> [PROBLEM REQUIREMENTS]
Beginning with the line where "Tag every instance of the front tire" appears, restate the lines word for word through the last one in the listing.

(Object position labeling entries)
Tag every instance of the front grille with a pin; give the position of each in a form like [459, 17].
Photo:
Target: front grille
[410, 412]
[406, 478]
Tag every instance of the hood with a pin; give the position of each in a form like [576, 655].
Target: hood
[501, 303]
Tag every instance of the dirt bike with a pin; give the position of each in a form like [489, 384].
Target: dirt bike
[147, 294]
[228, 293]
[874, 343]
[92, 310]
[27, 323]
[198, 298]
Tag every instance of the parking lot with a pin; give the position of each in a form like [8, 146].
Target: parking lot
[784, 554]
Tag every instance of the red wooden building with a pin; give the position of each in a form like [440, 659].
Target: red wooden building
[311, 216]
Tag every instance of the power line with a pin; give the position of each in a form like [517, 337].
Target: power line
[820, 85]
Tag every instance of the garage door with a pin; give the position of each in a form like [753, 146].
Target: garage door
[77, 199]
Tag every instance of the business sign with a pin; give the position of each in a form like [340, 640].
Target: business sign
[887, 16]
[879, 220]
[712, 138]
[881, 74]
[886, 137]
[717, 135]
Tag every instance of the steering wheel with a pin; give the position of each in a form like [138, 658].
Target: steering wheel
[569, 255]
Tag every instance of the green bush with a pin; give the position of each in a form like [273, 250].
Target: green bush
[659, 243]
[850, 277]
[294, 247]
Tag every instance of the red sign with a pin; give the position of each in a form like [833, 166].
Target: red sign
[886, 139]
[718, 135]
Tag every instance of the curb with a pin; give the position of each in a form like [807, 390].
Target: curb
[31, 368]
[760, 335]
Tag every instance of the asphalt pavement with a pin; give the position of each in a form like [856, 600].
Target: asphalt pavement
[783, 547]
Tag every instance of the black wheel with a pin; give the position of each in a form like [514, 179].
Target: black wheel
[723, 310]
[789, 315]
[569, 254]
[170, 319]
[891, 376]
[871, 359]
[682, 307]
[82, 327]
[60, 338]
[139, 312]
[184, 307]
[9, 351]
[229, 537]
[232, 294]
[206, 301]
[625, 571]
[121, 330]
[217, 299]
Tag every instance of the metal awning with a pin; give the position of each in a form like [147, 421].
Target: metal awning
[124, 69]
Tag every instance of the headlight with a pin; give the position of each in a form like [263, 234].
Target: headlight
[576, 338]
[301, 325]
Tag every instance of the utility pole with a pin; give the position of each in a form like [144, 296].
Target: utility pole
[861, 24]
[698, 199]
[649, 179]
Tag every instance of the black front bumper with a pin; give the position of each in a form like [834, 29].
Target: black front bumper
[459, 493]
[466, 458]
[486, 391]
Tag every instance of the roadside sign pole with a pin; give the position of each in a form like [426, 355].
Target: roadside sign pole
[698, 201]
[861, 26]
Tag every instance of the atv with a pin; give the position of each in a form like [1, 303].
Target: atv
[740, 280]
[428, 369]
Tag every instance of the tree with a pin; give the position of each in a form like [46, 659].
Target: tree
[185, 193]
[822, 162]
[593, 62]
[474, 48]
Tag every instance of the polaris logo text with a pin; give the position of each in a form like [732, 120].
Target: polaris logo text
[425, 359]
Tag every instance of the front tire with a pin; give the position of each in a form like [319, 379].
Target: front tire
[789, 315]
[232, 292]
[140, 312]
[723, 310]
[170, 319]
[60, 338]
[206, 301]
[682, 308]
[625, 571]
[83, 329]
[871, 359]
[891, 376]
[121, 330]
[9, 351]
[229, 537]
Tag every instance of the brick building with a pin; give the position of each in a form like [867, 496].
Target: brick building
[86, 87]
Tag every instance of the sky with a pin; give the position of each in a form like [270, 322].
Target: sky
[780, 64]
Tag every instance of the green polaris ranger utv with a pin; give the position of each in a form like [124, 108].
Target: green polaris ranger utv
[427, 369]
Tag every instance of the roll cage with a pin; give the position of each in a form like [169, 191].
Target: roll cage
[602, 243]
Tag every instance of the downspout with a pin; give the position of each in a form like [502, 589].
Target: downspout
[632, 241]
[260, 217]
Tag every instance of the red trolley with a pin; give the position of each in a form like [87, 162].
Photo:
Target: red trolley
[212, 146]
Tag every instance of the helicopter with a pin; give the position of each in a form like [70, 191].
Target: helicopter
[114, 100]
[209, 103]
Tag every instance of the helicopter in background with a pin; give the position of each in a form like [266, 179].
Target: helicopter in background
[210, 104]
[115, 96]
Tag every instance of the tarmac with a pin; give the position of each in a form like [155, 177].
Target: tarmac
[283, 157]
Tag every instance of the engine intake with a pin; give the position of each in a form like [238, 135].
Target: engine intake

> [WRITTEN RESPONSE]
Tag every instance of the front tire with a pin; give the position of each in a form like [319, 379].
Target: front tire
[789, 315]
[232, 292]
[140, 312]
[723, 310]
[170, 319]
[60, 338]
[206, 301]
[682, 308]
[625, 571]
[83, 329]
[871, 359]
[891, 376]
[121, 330]
[9, 351]
[229, 537]
Tag every instance of the brick building with a pin; give the position of each in a form like [867, 496].
Target: brick building
[86, 87]
Tag every instance of the sky with a pin; give the position of each in a form like [270, 322].
Target: sky
[780, 64]
Tag every instance of the green polaris ranger utv with a pin; give the position of each in a form like [124, 108].
Target: green polaris ranger utv
[427, 369]
Tag every instance of the roll cage with a pin; give the position of each in a form like [169, 191].
Target: roll cage
[602, 243]
Tag every instance of the downspout with a pin; give the position of each in a form like [502, 589].
Target: downspout
[632, 241]
[260, 217]
Tag every instance of the red trolley with a pin; give the position of each in a form like [87, 162].
Photo:
Target: red trolley
[212, 146]
Tag every instance of the helicopter with a pin; give the position of each in a form like [70, 191].
Target: helicopter
[114, 100]
[209, 103]
Tag every instance of the helicopter in background with a pin; give the position of each in a form like [266, 179].
Target: helicopter in background
[210, 104]
[115, 96]
Tag every instance of the tarmac with a pin; give the position of each in a form like [155, 177].
Target: tarmac
[283, 157]
Tag every instance of the engine intake with a pin; give the position of each in a form like [238, 135].
Target: engine intake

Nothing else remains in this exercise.